■ Saved entries:

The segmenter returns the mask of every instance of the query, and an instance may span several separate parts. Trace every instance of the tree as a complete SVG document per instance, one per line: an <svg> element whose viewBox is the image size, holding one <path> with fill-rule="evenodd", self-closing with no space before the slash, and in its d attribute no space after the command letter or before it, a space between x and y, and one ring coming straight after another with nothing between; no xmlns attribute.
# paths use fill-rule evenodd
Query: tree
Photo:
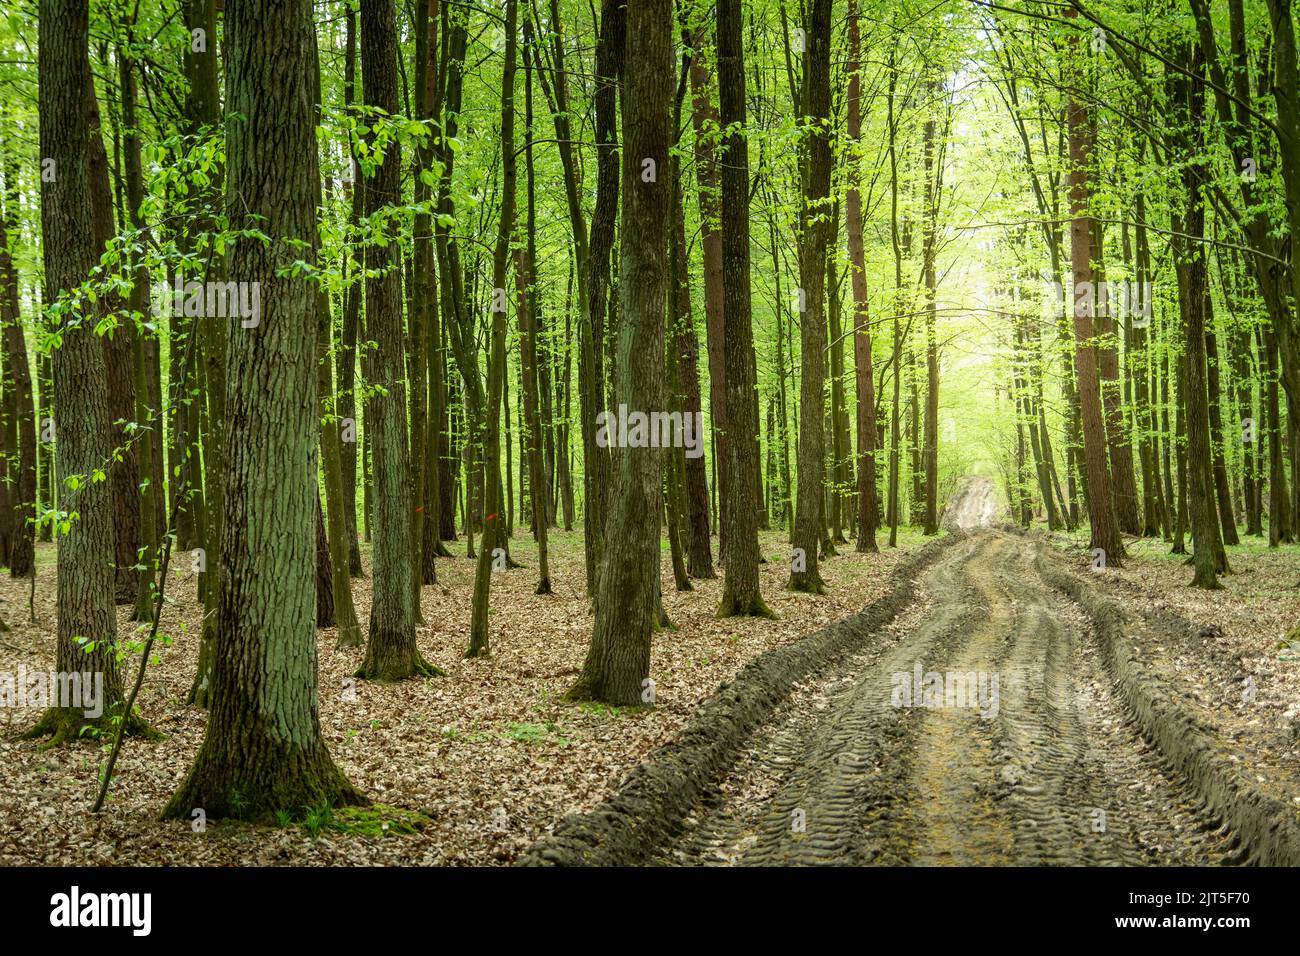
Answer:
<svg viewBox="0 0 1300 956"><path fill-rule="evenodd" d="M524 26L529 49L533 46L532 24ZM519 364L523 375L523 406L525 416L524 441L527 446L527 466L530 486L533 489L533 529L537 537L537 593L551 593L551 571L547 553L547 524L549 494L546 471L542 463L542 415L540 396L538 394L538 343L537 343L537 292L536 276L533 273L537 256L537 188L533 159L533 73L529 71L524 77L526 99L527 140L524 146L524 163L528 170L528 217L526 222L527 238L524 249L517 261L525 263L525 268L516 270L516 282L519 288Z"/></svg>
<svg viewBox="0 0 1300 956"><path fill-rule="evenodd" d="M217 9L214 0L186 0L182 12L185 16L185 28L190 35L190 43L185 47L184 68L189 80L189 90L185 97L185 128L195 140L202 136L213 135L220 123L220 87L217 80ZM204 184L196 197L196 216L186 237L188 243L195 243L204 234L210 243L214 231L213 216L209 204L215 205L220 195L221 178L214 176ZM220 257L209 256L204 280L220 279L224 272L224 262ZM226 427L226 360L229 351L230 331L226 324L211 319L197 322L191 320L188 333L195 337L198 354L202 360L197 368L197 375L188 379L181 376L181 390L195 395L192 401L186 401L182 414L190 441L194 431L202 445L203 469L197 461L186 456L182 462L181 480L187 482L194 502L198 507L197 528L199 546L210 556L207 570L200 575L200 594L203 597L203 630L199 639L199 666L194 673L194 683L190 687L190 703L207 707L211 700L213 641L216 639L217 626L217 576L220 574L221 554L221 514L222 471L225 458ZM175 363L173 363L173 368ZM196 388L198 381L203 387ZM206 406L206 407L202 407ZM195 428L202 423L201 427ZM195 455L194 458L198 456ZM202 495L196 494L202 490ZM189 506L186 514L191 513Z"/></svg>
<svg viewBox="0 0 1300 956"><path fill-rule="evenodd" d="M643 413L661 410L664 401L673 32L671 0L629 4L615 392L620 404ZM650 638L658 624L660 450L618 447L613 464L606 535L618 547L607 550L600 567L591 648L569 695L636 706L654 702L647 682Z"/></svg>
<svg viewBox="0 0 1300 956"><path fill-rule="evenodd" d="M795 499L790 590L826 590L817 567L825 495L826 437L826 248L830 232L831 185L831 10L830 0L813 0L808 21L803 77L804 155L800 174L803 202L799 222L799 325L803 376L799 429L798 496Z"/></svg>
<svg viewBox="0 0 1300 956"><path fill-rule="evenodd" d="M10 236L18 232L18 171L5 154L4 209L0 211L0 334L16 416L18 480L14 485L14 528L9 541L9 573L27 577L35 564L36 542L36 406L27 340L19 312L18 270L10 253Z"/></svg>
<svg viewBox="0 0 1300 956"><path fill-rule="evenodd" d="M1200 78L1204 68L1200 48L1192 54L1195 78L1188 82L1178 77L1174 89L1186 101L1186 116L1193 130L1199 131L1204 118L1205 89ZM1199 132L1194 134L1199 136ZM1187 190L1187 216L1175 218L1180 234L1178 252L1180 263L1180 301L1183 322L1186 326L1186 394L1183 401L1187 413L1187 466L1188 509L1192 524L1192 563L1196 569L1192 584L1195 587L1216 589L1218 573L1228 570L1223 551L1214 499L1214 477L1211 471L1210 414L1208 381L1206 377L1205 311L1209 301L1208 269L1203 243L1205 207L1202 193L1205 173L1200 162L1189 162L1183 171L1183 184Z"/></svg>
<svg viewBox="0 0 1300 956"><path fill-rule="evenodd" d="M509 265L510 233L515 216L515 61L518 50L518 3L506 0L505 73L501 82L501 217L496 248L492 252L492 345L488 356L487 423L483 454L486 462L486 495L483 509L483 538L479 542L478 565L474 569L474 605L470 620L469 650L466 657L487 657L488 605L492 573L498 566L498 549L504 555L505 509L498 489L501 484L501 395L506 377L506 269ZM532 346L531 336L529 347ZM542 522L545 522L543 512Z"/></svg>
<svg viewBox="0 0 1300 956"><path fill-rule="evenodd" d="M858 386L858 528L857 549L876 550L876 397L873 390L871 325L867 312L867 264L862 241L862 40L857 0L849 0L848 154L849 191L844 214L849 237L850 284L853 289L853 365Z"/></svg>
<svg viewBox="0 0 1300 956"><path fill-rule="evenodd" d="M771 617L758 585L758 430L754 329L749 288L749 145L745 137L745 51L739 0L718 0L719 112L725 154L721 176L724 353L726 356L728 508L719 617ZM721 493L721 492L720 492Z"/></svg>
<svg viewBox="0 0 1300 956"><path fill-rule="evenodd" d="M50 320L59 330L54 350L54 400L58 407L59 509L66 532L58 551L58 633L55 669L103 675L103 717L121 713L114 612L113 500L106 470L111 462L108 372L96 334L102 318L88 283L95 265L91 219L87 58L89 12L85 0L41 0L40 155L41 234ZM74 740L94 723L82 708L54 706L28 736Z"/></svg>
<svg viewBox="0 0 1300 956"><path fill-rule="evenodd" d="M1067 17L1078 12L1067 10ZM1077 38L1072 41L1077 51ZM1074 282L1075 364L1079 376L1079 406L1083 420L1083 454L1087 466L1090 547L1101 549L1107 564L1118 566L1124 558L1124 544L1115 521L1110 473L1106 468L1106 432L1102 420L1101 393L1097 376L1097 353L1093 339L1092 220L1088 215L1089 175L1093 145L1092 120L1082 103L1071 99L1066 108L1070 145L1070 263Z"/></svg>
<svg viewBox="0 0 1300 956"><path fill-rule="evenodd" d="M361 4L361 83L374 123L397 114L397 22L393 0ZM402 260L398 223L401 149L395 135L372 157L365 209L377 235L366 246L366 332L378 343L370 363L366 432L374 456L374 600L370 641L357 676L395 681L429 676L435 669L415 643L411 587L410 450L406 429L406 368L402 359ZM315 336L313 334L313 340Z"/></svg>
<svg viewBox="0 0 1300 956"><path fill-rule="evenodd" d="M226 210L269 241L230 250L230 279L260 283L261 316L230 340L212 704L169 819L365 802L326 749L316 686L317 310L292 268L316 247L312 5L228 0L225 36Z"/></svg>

■ What you will do:
Give back all the data exactly, minus pictures.

■ Answer to this task:
The segmenter returns the mask of every instance of the query, and an instance may span several separate parts. Trace every instance of the tree as a complete SVG document per instance, one per line: an <svg> element whose viewBox is the image size, holding one <path> with fill-rule="evenodd", self-closing with no space before the slash, and in its d attribute no space after the command letter or before it, a space between x and y, and one ring coming straight after another with nothing between; no xmlns attribute.
# paths use fill-rule evenodd
Query: tree
Photo:
Answer:
<svg viewBox="0 0 1300 956"><path fill-rule="evenodd" d="M524 26L529 49L533 46L532 24ZM519 364L523 375L523 406L525 416L524 441L527 446L527 466L530 486L533 489L533 529L537 537L537 593L551 593L551 571L547 553L547 524L549 494L546 471L542 463L542 415L540 396L538 394L538 343L537 343L537 292L536 276L533 273L537 256L537 188L533 159L533 73L529 71L524 77L526 99L527 140L524 146L524 163L528 170L528 217L526 222L527 238L524 249L517 261L525 263L525 268L516 270L516 282L519 288Z"/></svg>
<svg viewBox="0 0 1300 956"><path fill-rule="evenodd" d="M217 9L214 0L186 0L182 12L185 16L185 28L190 35L190 43L185 47L184 68L189 80L189 90L185 97L185 128L195 140L202 136L213 135L220 123L220 87L217 80ZM204 184L196 197L196 216L186 237L188 243L195 243L204 234L210 243L214 231L213 216L209 204L215 205L220 195L221 178L214 176ZM220 257L209 256L204 280L220 279L224 272L224 262ZM226 427L226 360L229 351L230 331L226 324L211 319L197 322L191 320L188 333L195 337L198 354L202 360L197 368L197 375L188 379L181 376L181 390L195 395L192 401L186 401L182 414L190 441L194 431L202 445L203 469L197 461L186 456L182 462L181 480L187 482L194 502L198 507L197 528L199 546L210 556L207 570L200 575L200 594L203 597L203 630L199 639L199 666L194 673L194 683L190 687L190 703L207 707L211 700L213 641L216 639L217 626L217 576L220 574L221 554L221 514L222 471L225 458ZM175 363L173 363L173 368ZM196 388L198 381L203 387ZM206 406L206 407L202 407ZM195 428L202 423L201 427ZM195 455L194 458L198 456ZM202 495L196 494L202 490ZM189 506L186 514L191 513Z"/></svg>
<svg viewBox="0 0 1300 956"><path fill-rule="evenodd" d="M643 413L661 410L664 401L673 32L671 0L629 4L615 392L620 404ZM650 638L658 624L660 450L618 447L613 464L606 535L618 547L607 550L600 567L591 648L569 695L636 706L654 702L647 682Z"/></svg>
<svg viewBox="0 0 1300 956"><path fill-rule="evenodd" d="M795 499L790 590L826 590L817 567L825 495L826 437L826 248L830 232L831 185L831 10L830 0L813 0L808 21L803 77L804 155L800 174L803 202L799 222L799 325L803 376L799 429L798 496Z"/></svg>
<svg viewBox="0 0 1300 956"><path fill-rule="evenodd" d="M10 236L18 232L18 171L5 154L4 209L0 211L0 334L16 416L18 480L14 485L14 528L9 541L9 573L27 577L35 564L36 542L36 406L27 340L19 312L18 270L10 253Z"/></svg>
<svg viewBox="0 0 1300 956"><path fill-rule="evenodd" d="M1200 78L1204 68L1200 48L1192 54L1195 78L1188 82L1178 77L1174 89L1186 101L1186 116L1193 130L1199 131L1204 118L1205 89ZM1199 132L1194 134L1199 136ZM1187 190L1187 216L1175 218L1180 234L1178 252L1180 263L1180 301L1183 322L1186 326L1186 394L1183 401L1187 413L1187 466L1188 509L1192 524L1192 563L1196 569L1192 584L1195 587L1216 589L1218 573L1228 570L1223 551L1214 499L1214 477L1211 471L1210 414L1208 381L1206 377L1205 311L1209 301L1208 269L1203 243L1205 207L1202 193L1205 173L1200 162L1189 162L1183 171L1183 184Z"/></svg>
<svg viewBox="0 0 1300 956"><path fill-rule="evenodd" d="M509 265L510 233L515 216L515 61L518 50L518 3L506 0L505 73L501 82L501 217L496 248L492 252L492 345L488 356L487 423L483 454L486 462L486 495L483 509L483 538L479 542L478 565L474 569L474 605L470 620L469 650L466 657L487 657L488 605L492 573L498 566L498 549L504 555L505 509L498 489L501 484L501 395L506 377L506 269ZM532 346L531 336L529 347ZM542 522L545 522L543 512Z"/></svg>
<svg viewBox="0 0 1300 956"><path fill-rule="evenodd" d="M858 386L858 528L857 549L876 550L876 397L873 390L871 325L867 312L867 264L862 241L862 40L857 0L849 0L848 154L849 191L844 214L849 237L850 284L853 289L853 365Z"/></svg>
<svg viewBox="0 0 1300 956"><path fill-rule="evenodd" d="M771 617L758 585L758 430L754 329L749 288L749 145L745 137L745 51L739 0L718 0L719 112L725 154L721 176L724 353L726 356L728 508L719 617ZM721 493L721 492L720 492Z"/></svg>
<svg viewBox="0 0 1300 956"><path fill-rule="evenodd" d="M50 320L59 330L54 350L54 400L58 407L59 509L66 532L58 551L58 633L55 669L103 675L103 717L121 713L114 612L113 500L106 470L111 462L108 372L96 334L102 318L88 283L95 265L91 219L87 58L89 12L85 0L41 0L40 155L41 234ZM74 740L94 723L82 708L54 706L28 736Z"/></svg>
<svg viewBox="0 0 1300 956"><path fill-rule="evenodd" d="M1067 17L1078 12L1067 10ZM1077 38L1072 41L1077 51ZM1074 282L1075 364L1079 376L1079 406L1083 420L1083 454L1087 466L1090 547L1101 549L1107 564L1118 566L1124 558L1124 544L1115 521L1110 473L1106 468L1106 432L1102 420L1101 393L1097 376L1097 353L1093 339L1092 220L1088 215L1089 175L1093 145L1092 120L1082 103L1071 99L1066 108L1070 145L1070 263Z"/></svg>
<svg viewBox="0 0 1300 956"><path fill-rule="evenodd" d="M361 4L361 83L374 123L397 114L397 22L393 0ZM402 260L398 223L401 149L395 135L372 157L365 209L377 235L366 246L366 332L378 343L370 363L366 432L374 456L374 600L370 641L357 676L395 681L429 676L435 669L415 643L411 587L410 450L406 429L406 368L402 359ZM315 336L313 334L313 340Z"/></svg>
<svg viewBox="0 0 1300 956"><path fill-rule="evenodd" d="M226 210L269 241L230 250L230 279L260 283L261 316L230 340L212 704L169 819L365 802L326 749L316 686L317 310L292 268L316 247L312 5L228 0L225 36Z"/></svg>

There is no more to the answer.